## EXERCISE DESCRIPTION
Every record below needs to be set down exactly. Pictures do not belong in the copy.

SUPPLIED RECORDS START

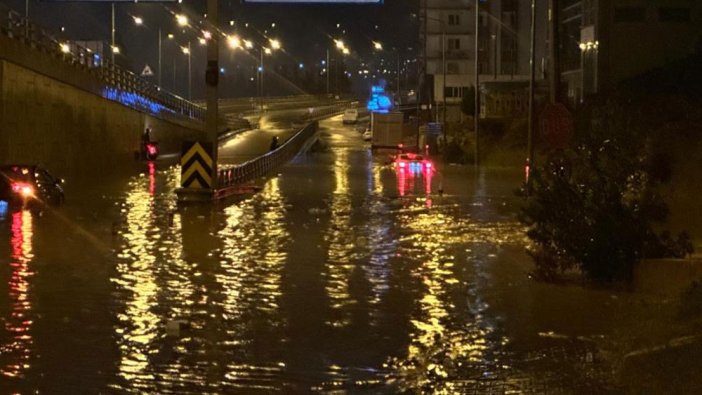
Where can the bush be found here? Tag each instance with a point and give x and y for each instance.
(594, 206)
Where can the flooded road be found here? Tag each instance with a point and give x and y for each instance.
(342, 275)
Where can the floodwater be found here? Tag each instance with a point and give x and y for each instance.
(342, 275)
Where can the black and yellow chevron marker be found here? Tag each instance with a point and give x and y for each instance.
(196, 165)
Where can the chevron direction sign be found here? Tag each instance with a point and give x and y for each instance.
(196, 165)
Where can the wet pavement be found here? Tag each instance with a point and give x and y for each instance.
(342, 275)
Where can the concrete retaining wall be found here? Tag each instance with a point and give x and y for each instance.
(67, 129)
(52, 112)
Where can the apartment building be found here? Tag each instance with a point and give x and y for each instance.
(447, 34)
(604, 42)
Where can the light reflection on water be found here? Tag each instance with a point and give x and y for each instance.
(17, 345)
(382, 286)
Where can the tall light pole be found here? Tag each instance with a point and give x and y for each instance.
(26, 18)
(113, 47)
(532, 76)
(212, 80)
(443, 59)
(159, 56)
(188, 51)
(476, 110)
(328, 71)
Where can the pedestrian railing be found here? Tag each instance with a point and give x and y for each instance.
(234, 175)
(122, 85)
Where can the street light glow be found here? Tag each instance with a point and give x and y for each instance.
(234, 42)
(182, 20)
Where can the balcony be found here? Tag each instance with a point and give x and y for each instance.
(451, 54)
(448, 4)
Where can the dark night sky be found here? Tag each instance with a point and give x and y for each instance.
(304, 30)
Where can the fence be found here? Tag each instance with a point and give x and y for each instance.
(129, 88)
(228, 176)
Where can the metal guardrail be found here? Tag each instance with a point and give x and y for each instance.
(228, 176)
(234, 175)
(128, 88)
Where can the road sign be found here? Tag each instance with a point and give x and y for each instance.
(147, 71)
(196, 165)
(556, 125)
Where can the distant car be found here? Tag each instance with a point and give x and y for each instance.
(29, 185)
(350, 116)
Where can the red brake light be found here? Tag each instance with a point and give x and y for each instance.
(22, 188)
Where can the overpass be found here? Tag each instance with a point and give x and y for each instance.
(70, 108)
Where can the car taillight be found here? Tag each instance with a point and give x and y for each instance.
(22, 188)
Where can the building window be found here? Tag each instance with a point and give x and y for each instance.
(674, 14)
(455, 91)
(629, 14)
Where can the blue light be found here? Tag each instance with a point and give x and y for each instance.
(134, 100)
(379, 101)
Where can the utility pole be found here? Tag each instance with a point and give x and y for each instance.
(212, 79)
(554, 41)
(443, 56)
(112, 49)
(190, 74)
(476, 117)
(159, 56)
(532, 72)
(26, 18)
(328, 71)
(398, 75)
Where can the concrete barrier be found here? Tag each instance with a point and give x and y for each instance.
(43, 120)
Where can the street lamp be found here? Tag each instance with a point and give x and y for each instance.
(187, 51)
(234, 42)
(378, 46)
(182, 20)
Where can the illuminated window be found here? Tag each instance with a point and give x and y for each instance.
(674, 14)
(629, 14)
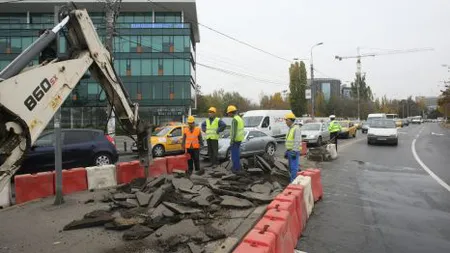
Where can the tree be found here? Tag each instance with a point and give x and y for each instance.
(274, 101)
(297, 86)
(320, 105)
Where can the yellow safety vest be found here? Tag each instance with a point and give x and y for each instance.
(290, 139)
(211, 129)
(240, 129)
(334, 127)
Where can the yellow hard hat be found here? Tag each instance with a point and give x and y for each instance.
(231, 108)
(290, 116)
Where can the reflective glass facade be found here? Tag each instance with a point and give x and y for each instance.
(154, 54)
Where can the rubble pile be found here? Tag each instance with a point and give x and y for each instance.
(181, 213)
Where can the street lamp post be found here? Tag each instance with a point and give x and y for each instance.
(313, 93)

SUPPLIED RECORDS END

## RESULT FOR THIS TASK
Where can the bush be found here? Tag each instance with a point and give x and y for each instance.
(594, 206)
Where can the flooded road be found here? Tag each instance with a point and give x and y for each instance.
(342, 275)
Where can the floodwater be found here? Tag each instance with a point and give x and y for each instance.
(342, 275)
Where can the black and yellow chevron marker be found here? Tag each instance with a point and give x and y for each instance.
(196, 165)
Where can the chevron direction sign be found here? Tag each instance with a point and give x and y for each instance.
(196, 165)
Where can the wet pavement be found here? Tag each instance with a point and give x and y for each instance.
(342, 275)
Where can the concrete retaining wall be found here? Tag each instance with a point and give x and y for each instance.
(67, 129)
(52, 112)
Where can the apartment building be found here? Tag each instance with a point and give x and y for each instance.
(447, 34)
(604, 42)
Where can the light reflection on water be found here? Tag each instance with a point and give x and y for each instance.
(17, 345)
(382, 286)
Where can the tall light pole be found here? Tag each instance with a point and give x and y for each instance.
(26, 18)
(113, 47)
(532, 76)
(212, 80)
(443, 59)
(159, 56)
(188, 51)
(476, 110)
(328, 71)
Where can the pedestrian railing be found here? Tag each instance with a point and give x and y for each instance.
(234, 175)
(122, 85)
Where can the street light glow be found here? Tag each instance with a point and give x and y for each instance.
(234, 42)
(182, 20)
Where can the balcony be found here? Tag each instance with a point and give x and y for each instance.
(451, 54)
(448, 4)
Where can the dark night sky be found here? Tag each instance with a point and give x and y for each instance.
(304, 30)
Where can the fence be found here? Tag each instance with a point and give x and y for each instance.
(129, 88)
(228, 176)
Where can the metal guardrail be found here? Tag each instance with a point and give x and y for each instance.
(228, 176)
(234, 175)
(128, 88)
Where can the road sign be found here? Tag each instance with a point and give x and y for each instance.
(147, 71)
(196, 165)
(556, 125)
Where can the distant car be found here? Tag each instance with a point and give x and y for each instance.
(29, 185)
(350, 116)
Where can the red brake light be found here? Tag each instance with a point and give x and y for each instance.
(22, 188)
Where can the overpass be found here? Tag each instance with a point and give x and y for each instance.
(70, 108)
Where can the car taillight be found here? Tag each instance with a point and give x and y for each instance.
(22, 188)
Where can the building window be found here? Tag each instance with a point and give x and y for each instance.
(674, 14)
(455, 91)
(629, 14)
Where can the blue light be found here? Tag each instance with a point and give x and y for each instance.
(134, 100)
(379, 101)
Where can the utility pole be found here? Tag each instance with a point and give x and y for each instance.
(212, 79)
(554, 41)
(443, 56)
(112, 49)
(190, 74)
(476, 117)
(159, 56)
(532, 72)
(26, 18)
(328, 71)
(398, 75)
Where can the concrete barrier be found here? Tag each instance with a point and give x and y for each instance.
(43, 120)
Where can the street lamp be found here? Tag each instance with a point and give x and y for each instance.
(187, 51)
(234, 42)
(378, 46)
(182, 20)
Where can the illuminated window be found here? Tag each instance with a point and give x and y for each instance.
(674, 14)
(629, 14)
Where can the tree be found here? Tag each instance with a point and give x and y for each instance.
(274, 101)
(297, 86)
(320, 105)
Where can the yellow safety vest be found here? Tag each instance with a point and give x and y for each instance.
(290, 139)
(211, 129)
(240, 129)
(334, 127)
Where can the yellow hard hat be found here? Tag each instance with a point and give x and y for each instance.
(231, 108)
(290, 116)
Where can the reflective glass facade be found here? Tag each instance with a point and give x and y for each instance.
(154, 54)
Where can the rubble pile be found here? Tag each instance with a point and give x and y for each instance.
(181, 213)
Where can the street lamp post be found here? Tag each instance with a point and give x and y for each instance.
(313, 93)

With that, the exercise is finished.